__Text for analysis__.

┏━━

For pneumococcal identification, each sample should have >10% of its mapped reads aligned against the typical pneumococcal lytA gene for further consideration for serotyping.
Sg, serogroup.
Of all 155 samples tested with the direct NGS method, 44 had amplified products after multiplex PCR for target enrichment and were subjected to NGS sequencing; 39 samples fulfilled the criteria for pneumococcal identification, giving a positivity rate of 25.2%. Thirty-eight of 39 samples fulfilled the criteria for prediction of serotypes and were mapped to a predominant serotype. In addition, two of these samples (samples 117 and 132) had sufficient numbers and percentages of reads to map against a second serotype. One sample (sample 95) had 24.4% of reads mapped against serotype 23A, 16.6% against serotype 19A, and 13.6% against serotype 10A/10B; however, as none of the serotypes had >500 reads mapped against the given type, this sample did not fulfill the criteria for serotype allocation.

┗━━

__Complete the following__.
#1 Answer these from the passage on pneumococcal serotyping by direct sequencing:
(a) What share of a sample's mapped reads must align to the lytA gene for the sample to be considered further for serotyping?
(b) Of the 155 samples tested, how many had amplified products after multiplex PCR?
(c) Sample 95 had reads mapped to three serotypes. According to the passage, why did it not meet the criteria for serotype allocation?
#2 Continue the passage on pneumococcal serotyping by direct sequencing, starting after its last sentence.

__Dataset content__.
┏━━

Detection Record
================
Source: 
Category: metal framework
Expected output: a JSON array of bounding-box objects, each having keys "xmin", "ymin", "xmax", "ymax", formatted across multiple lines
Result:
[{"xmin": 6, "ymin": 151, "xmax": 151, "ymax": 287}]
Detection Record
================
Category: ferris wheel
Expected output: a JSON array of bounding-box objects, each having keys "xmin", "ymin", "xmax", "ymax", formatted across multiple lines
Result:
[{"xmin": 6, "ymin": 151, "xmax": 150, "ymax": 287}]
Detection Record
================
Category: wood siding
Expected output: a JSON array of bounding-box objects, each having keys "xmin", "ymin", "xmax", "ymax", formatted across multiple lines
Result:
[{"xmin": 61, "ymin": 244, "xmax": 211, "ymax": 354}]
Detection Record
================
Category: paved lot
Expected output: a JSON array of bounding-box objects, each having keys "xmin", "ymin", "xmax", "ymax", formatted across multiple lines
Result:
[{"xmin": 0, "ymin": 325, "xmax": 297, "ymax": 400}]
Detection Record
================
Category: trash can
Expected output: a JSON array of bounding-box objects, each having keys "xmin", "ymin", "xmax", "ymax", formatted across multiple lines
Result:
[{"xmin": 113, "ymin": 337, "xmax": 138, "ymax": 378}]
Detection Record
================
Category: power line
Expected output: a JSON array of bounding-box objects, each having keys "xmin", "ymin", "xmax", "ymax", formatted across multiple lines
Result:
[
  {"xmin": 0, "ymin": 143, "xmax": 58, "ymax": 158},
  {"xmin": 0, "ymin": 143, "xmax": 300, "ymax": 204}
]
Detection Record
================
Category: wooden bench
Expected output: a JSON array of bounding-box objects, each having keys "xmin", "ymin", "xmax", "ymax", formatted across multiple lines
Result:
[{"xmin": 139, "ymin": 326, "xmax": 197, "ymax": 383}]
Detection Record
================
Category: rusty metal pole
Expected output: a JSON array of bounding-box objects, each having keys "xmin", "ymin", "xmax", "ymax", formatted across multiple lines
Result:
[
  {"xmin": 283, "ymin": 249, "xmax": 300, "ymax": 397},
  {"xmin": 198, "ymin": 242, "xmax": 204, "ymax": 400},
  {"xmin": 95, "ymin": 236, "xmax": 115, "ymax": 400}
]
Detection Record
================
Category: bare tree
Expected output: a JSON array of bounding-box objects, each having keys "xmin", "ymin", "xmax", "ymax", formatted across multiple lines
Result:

┗━━

__Your responses__.
#1
(a) More than 10%.
(b) 44.
(c) None of the serotypes had more than 500 reads mapped against it.

#2
All 35 samples yielding S. pneumoniae from cultures were positive for S. pneumoniae by sweeps of primary culture DNA for NGS, and the results also corroborated the serotype predictions. However, only 34 of 35 samples were considered positive by the direct sample DNA NGS method (yielding a sensitivity of 97.4% versus sweep culture identification), as one sample (sample 152) did not meet the cutoff criterion and had only 8.3% of total mapped reads aligned to the typical lytA gene. Sample 95 did not meet the criteria for serotype allocation by either primary culture or the direct sample DNA NGS method.
Sweep culture DNA NGS identified 3 additional samples as containing S. pneumoniae, and these were also identified and confirmed by the direct sample NGS method (Table 3). Two of these three samples (samples 44 and 143) yielded pneumococcal isolation of the corresponding serotypes on repeat culture. Another two samples (samples 71 and 104) were identified as containing pneumococci by the direct sample NGS method. All five samples were confirmed to contain S. pneumoniae by repeat testing of the original DNA samples, with a second-round PCR using the CDC PCR method for prediction of serotypes. Of the three samples identified as having a second serotype (Table 3), two from the direct NGS method were confirmed to have the second serotype with reanalysis of the original DNA with additional PCR cycles using the CDC PCR method.
TABLE 3.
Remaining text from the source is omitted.